### EJERCICIOS PROPUESTOS:
1. Indica si cada afirmación concuerda con el texto sobre Tepoztlán y responde sí o no, citando literalmente las palabras del texto que lo deciden: (a) los huertos tradicionales de las casas reciben el nombre de corrales; (b) antes, desde lo alto de la montaña, se veían sobre todo casas y escasos árboles; (c) en los patios de las casas viejas suele haber naranjos o cajenecuiles.
2. Transcribe del texto sobre Tepoztlán el fragmento que empieza con "Recuerdo que de" y continúa hasta "construcciones de cemento.".

### LECTURA:
++++++++
MORUS NIGRA. UN ÁRBOL Y EL DESARROLLO URBANO EN TEPOZTLÁN
Cuando la urbanización abraza al pueblo, es duro ver cómo todo con lo que creciste desaparece poco a poco. Las vivencias se disuelven, los recuerdos se apagan y todo aquello que fue significativo en algún momento pierde sentido. Llega la hora en que parece que viviste en un espacio-tiempo que ya no existe. El lazo de recuerdos que te une al territorio se diluye en medio de una nueva dinámica de vida. Sólo quedan las memorias de los más viejos, y cuando comienzan a morir, una parte de nuestra historia se va con ellos.
Vivo en una calle del centro y poco a poco he visto extinguirse la arquitectura tradicional, que es sustituida por lugares útiles para el turismo. Las casas con sus huertos tradicionales, denominados corrales, donde jugábamos de niños hasta caer la noche, van desapareciendo y con ellos los árboles frutales, las pequeñas milpas y los animales de crianza que convivían con la flora y fauna de Tepoztlán: los tlacuaches, el pájaro clarín y hasta los cacomixtles, que por las noches parecían jugar a las canicas sobre los tejados. Huyeron al cerro o se fueron para siempre.
Recuerdo que de niño me gustaba subir a la montaña y tratar de identificar mi casa. Desde lo alto, sólo se veía un enorme manchón verde donde apenas asomaban las torres de las iglesias de los barrios y algunas viviendas de dos pisos. Una alfombra verde cubría el pueblo como una extensión de la vegetación del cerro. Hoy sucede lo contrario: sólo se ven casas y escasos árboles. Quedan pocos huertos familiares en medio de las bardas y construcciones de cemento.
Ante este panorama, mi mirada se ha vuelto astuta para identificar casas viejas con patios llenos de plantas y árboles frutales, casi siempre naranjos o cajenecuiles. Cada que veo una pienso: “Espero que los dueños, seguramente abuelitos, no fallezcan pronto, pues esta casa podría venderse a alguna inmobiliaria o al mejor postor para convertirse luego en bar, estacionamiento u hotel”.
++++++++
### DATOS PROPORCIONADOS:
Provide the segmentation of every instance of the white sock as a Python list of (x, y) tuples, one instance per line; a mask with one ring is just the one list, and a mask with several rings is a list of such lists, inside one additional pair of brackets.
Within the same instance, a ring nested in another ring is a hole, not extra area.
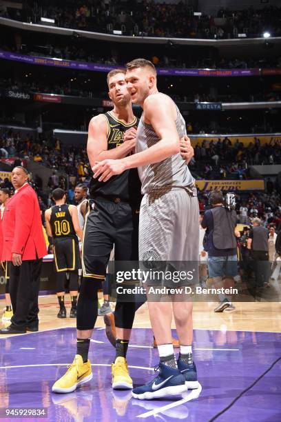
++++++++
### RESPUESTAS:
1.
(a) Sí: «Las casas con sus huertos tradicionales, denominados corrales».
(b) No: «Desde lo alto, sólo se veía un enorme manchón verde».
(c) Sí: «casas viejas con patios llenos de plantas y árboles frutales, casi siempre naranjos o cajenecuiles».

2.
Recuerdo que de niño me gustaba subir a la montaña y tratar de identificar mi casa. Desde lo alto, sólo se veía un enorme manchón verde donde apenas asomaban las torres de las iglesias de los barrios y algunas viviendas de dos pisos. Una alfombra verde cubría el pueblo como una extensión de la vegetación del cerro. Hoy sucede lo contrario: sólo se ven casas y escasos árboles. Quedan pocos huertos familiares en medio de las bardas y construcciones de cemento.